## Work to be completed
Show each line of the entries below that contains the word "query", copying those lines in full.

(Object pointing dataset entries)
______
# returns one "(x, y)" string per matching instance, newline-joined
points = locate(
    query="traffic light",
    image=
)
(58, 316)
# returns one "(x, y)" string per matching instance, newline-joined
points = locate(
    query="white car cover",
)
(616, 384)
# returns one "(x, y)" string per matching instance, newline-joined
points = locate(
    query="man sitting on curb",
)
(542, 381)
______
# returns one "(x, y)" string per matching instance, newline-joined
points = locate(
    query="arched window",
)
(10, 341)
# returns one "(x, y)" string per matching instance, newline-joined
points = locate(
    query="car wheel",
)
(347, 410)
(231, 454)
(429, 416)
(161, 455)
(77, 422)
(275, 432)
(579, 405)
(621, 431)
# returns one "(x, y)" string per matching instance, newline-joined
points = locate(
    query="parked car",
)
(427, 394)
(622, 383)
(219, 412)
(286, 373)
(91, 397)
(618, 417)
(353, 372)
______
## Solution to this task
    query="traffic light",
    query="white car cover",
    query="man sitting on curb",
    query="arched window",
    query="car wheel",
    query="parked car",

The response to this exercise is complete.